To do:
Copy every one of the following entries word for word, leaving out the pictures.

Supplied material:
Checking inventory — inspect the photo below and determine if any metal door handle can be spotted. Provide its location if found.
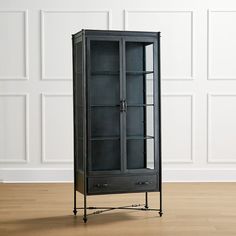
[120,100,127,112]
[137,181,152,185]
[94,184,108,188]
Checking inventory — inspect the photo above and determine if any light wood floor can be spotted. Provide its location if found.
[0,183,236,236]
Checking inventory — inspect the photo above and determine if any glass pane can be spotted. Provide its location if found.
[90,40,120,105]
[89,40,120,171]
[92,140,120,171]
[91,107,120,138]
[127,139,154,169]
[126,42,154,169]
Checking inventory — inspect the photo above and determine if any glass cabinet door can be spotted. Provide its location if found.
[87,39,121,171]
[125,41,155,170]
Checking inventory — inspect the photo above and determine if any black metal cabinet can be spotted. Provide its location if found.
[72,30,162,222]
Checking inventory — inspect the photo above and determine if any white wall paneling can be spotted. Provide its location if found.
[41,10,111,80]
[0,94,29,163]
[207,94,236,163]
[124,10,193,80]
[207,10,236,80]
[42,94,73,163]
[162,94,194,164]
[0,8,29,80]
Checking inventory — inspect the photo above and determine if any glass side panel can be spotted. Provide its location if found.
[125,42,154,169]
[73,42,84,170]
[89,40,121,171]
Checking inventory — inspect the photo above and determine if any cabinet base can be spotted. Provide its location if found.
[76,204,163,223]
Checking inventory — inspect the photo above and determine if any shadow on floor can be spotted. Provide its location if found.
[0,212,140,236]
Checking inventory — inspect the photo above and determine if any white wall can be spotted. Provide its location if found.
[0,0,236,182]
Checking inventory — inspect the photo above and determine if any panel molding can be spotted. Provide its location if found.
[162,93,195,164]
[123,9,194,81]
[207,9,236,80]
[0,9,29,80]
[0,93,29,164]
[41,93,73,163]
[207,93,236,164]
[40,9,112,82]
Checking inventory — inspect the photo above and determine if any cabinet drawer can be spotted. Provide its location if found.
[88,175,159,194]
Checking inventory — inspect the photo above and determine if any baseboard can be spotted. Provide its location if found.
[0,168,236,183]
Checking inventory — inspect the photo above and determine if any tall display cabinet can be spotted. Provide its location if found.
[72,30,162,222]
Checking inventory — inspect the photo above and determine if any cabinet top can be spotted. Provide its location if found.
[72,29,160,38]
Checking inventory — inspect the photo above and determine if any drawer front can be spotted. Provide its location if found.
[88,175,159,194]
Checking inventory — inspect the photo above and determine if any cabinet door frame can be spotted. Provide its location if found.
[86,35,124,176]
[122,34,160,174]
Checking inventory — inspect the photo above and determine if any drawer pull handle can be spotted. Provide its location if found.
[137,181,152,185]
[94,184,108,188]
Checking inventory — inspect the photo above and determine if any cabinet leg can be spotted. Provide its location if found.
[73,180,77,215]
[144,192,148,209]
[159,188,163,217]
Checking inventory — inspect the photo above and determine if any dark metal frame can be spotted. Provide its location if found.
[72,30,163,223]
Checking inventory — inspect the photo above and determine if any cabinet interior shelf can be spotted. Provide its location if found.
[90,103,154,107]
[90,135,154,141]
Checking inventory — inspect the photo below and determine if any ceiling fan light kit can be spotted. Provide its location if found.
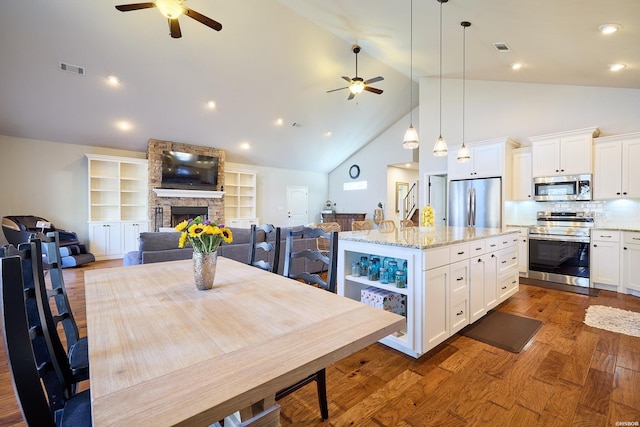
[327,45,384,101]
[433,0,449,157]
[116,0,222,39]
[457,21,471,163]
[402,0,420,150]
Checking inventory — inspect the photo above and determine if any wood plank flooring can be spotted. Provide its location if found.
[0,260,640,427]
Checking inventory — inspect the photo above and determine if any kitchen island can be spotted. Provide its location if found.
[338,227,519,357]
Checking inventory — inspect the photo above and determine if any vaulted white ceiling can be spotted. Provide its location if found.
[0,0,640,172]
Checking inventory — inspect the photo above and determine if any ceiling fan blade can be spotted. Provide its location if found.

Solution for this task:
Checking inventory — inspect the photo below and determine if any metal door handle can be spotted. Provide its location if found.
[120,100,127,112]
[137,181,152,185]
[94,184,108,188]
Checking inventory — inspect the photo above and determine if any light wood floor can be spotted. Provide its location if found.
[0,183,236,236]
Checking inventory — inspect the photo above and determine if any glass pane can be spotted. Provide its location if found.
[90,40,120,105]
[89,40,120,171]
[92,140,120,171]
[91,107,120,138]
[127,139,154,169]
[126,42,154,169]
Checking inventory — inspect the photo above and determine if any glass cabinet door can be spotted. Provide its location if found.
[87,39,121,171]
[125,41,155,170]
Checking inventory — inspect the photo above and determine if any black metal cabinet can be spotted. Provide its location if found.
[72,30,162,222]
Checking inventory — inspect the photo above and determine if any white wall paneling can be spotted. Provide its location if found.
[41,10,111,80]
[0,94,29,163]
[207,94,236,163]
[124,10,193,80]
[207,10,236,80]
[42,94,73,163]
[162,94,194,164]
[0,8,29,80]
Checking inventory — inspect the photo above and determine if any glass side panel can be spotted. Provide its location if found.
[125,42,154,169]
[73,42,84,170]
[89,40,121,171]
Checking inventory — inspect the photo above and determine if any cabinet base can be spotted. Provide its location if found.
[76,204,163,223]
Checking inventory — inspect the photo above and determine if any shadow on floor can be spotted. Provide its location if found.
[0,212,140,236]
Checking inventory — inspect the photo above and determine if any white wall can be spotted. Provide its location if found.
[0,0,236,182]
Checking inventory — inspect the photo above and determine if any panel molding can be spotted. Provide its location if found.
[162,93,195,164]
[123,9,194,81]
[207,9,236,80]
[0,9,29,80]
[0,93,29,164]
[41,93,73,163]
[207,93,236,164]
[40,9,112,82]
Checking inventory — inspect the photo above and determine if any cabinet drawer can be spotted. Provide its location if found.
[88,175,159,194]
Checking inventory — inspect the photo above and determine if any baseboard can be spotted. Provide its location if found.
[0,168,236,183]
Checking inventory — inspect the photo above and determine if any tall display cabinet can be spotted. Provide its location if found.
[72,30,162,222]
Checking inventory — inspect the photo above and determine if any cabinet top can be spotted. Provide its location if found.
[72,29,160,38]
Checking inventory — inspect the photo above and determine if any drawer front can be spotted. Provide its location if found.
[88,175,159,194]
Checking inventory — inspect the photo above and determine if any cabinet door frame can be spotted. Provide its location if found.
[86,35,124,176]
[122,34,160,174]
Checking inventory — inspect the photo above and determine if any drawer pull handle can be spotted. Provide its location if found.
[137,181,152,185]
[94,184,108,188]
Checking inventory — inspect the photo above and determine if any cabinet leg can be spotted. Provide its location if found.
[73,180,77,215]
[144,192,148,209]
[159,188,163,217]
Checking inventory — inspect the photo above and determine if any dark metal frame can be spotted. Provide its location if found.
[72,30,163,223]
Checking inventory — inspect the photo above and determine if any cabinet interior shelf can be spotted. Provide its location if found.
[90,103,154,107]
[90,135,154,141]
Checking inventory — inspect the photo below and determine if any ceiling fan light kit can be spotted. Provide its location if found.
[327,45,384,101]
[433,0,449,157]
[116,0,222,39]
[457,21,471,163]
[402,0,420,150]
Checking inventory — inspect the photo above and determine if any wood plank flooring can be spotted. Provide its location if found.
[0,260,640,427]
Checking inventory — inspect the photo above and determine if any kitchen island can be spotted. Provide its location if found.
[338,227,519,357]
Checking inventory — inspect the photo above and determine if any vaulted white ceiling can be spotted. Provide its location if found.
[0,0,640,172]
Checking inventory — inspect the photo above and determine if any ceiling fan blade can be spotted. Provide its location if found.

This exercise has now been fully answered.